*What to work on*:
Could you say how many lines in the entries contain the string "headed"? Give only that number.

*Records to process*:
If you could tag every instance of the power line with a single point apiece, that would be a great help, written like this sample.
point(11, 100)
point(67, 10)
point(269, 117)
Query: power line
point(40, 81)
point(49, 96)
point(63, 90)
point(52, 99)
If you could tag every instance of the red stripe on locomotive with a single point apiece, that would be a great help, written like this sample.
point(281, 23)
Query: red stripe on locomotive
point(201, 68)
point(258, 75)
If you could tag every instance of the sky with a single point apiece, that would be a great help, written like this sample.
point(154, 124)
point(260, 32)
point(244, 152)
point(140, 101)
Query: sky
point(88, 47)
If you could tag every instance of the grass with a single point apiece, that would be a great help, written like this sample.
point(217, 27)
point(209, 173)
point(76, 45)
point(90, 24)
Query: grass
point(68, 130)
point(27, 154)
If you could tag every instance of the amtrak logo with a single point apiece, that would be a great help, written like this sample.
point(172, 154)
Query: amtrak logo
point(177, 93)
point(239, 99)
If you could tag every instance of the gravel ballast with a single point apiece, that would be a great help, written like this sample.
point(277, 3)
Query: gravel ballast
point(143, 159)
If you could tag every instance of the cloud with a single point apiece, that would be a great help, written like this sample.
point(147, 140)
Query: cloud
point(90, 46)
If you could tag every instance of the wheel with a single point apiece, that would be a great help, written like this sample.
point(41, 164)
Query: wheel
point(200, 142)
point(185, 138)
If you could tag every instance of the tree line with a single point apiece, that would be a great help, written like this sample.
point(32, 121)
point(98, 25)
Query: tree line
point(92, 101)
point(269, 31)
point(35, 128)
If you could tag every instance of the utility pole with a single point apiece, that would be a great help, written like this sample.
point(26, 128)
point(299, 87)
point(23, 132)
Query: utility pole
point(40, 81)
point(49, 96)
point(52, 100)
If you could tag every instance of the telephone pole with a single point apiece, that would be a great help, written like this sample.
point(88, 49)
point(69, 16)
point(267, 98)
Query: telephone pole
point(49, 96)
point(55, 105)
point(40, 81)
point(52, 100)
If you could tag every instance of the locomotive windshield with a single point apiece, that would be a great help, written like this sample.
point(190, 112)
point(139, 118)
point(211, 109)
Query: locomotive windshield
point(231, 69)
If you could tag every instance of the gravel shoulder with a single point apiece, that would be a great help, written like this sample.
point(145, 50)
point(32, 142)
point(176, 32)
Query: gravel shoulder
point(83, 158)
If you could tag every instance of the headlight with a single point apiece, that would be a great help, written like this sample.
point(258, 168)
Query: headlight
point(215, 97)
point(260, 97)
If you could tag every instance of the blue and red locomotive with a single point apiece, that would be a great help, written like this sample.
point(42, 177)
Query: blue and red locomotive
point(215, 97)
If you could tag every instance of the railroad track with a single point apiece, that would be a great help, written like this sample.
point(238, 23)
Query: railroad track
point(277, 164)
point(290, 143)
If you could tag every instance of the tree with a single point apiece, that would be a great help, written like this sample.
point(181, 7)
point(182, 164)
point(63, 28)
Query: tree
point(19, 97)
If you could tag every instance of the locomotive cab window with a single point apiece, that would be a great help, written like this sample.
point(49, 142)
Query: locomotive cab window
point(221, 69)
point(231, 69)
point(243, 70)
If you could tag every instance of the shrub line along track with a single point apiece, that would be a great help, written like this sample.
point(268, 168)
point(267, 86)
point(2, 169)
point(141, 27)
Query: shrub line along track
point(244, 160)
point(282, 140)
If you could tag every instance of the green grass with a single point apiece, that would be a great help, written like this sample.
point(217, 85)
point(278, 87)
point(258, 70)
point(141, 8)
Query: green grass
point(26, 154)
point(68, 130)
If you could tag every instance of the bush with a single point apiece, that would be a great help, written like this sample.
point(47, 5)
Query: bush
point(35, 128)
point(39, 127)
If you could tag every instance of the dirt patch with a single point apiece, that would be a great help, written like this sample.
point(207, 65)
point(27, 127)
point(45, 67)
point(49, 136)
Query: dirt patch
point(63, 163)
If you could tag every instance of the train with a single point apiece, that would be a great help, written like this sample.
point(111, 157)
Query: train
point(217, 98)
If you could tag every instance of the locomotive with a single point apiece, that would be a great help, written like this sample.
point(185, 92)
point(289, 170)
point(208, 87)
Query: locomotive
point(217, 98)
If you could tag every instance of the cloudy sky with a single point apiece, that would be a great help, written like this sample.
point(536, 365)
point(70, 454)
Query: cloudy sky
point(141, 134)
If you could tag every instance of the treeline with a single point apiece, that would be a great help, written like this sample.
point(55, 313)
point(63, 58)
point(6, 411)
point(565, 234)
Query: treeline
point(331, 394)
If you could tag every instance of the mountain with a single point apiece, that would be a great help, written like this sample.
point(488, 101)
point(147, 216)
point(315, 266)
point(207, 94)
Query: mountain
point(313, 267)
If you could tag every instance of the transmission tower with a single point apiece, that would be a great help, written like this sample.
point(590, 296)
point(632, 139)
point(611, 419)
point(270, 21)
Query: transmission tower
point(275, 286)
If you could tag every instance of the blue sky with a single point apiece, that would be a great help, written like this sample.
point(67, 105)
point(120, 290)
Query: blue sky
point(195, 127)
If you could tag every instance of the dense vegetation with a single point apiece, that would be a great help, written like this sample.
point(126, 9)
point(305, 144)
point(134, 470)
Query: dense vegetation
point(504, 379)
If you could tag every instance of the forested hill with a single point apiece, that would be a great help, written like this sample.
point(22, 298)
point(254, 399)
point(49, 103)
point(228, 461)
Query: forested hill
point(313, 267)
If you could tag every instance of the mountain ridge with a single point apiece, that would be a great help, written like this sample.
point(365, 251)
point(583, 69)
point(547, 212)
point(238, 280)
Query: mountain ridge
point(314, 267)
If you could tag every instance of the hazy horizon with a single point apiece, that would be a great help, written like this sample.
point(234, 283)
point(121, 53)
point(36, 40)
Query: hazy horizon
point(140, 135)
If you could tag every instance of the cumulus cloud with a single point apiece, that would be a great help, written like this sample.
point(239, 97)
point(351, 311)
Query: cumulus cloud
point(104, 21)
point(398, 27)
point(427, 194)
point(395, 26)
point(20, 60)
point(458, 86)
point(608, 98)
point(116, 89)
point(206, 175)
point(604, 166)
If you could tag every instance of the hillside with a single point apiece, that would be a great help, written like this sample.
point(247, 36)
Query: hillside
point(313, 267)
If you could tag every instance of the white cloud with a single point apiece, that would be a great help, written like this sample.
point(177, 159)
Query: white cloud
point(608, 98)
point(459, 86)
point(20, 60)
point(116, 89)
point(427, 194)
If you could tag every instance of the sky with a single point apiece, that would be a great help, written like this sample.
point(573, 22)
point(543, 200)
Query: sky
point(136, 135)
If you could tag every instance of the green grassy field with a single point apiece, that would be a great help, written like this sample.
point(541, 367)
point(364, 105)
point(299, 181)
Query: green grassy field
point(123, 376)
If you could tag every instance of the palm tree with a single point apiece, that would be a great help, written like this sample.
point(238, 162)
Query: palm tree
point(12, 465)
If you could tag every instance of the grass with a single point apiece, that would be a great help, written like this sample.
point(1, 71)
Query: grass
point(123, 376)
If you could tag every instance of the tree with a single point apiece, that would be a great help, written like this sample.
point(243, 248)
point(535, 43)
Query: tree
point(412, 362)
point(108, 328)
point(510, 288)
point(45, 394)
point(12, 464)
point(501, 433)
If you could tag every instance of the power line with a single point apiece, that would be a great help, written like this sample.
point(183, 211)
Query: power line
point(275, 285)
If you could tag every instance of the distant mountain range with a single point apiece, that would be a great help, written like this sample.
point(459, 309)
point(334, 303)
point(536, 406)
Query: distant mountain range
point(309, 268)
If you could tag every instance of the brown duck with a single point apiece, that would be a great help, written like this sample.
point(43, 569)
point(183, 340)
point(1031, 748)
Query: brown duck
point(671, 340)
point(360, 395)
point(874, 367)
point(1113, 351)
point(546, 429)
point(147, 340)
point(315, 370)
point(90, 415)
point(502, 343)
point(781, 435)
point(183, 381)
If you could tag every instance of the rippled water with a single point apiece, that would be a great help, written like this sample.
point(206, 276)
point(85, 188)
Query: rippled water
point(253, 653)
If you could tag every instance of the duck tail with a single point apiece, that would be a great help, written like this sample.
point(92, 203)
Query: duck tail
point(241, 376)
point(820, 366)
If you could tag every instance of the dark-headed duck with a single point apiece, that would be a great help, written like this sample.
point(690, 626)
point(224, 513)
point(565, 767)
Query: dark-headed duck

*Solution to this exercise*:
2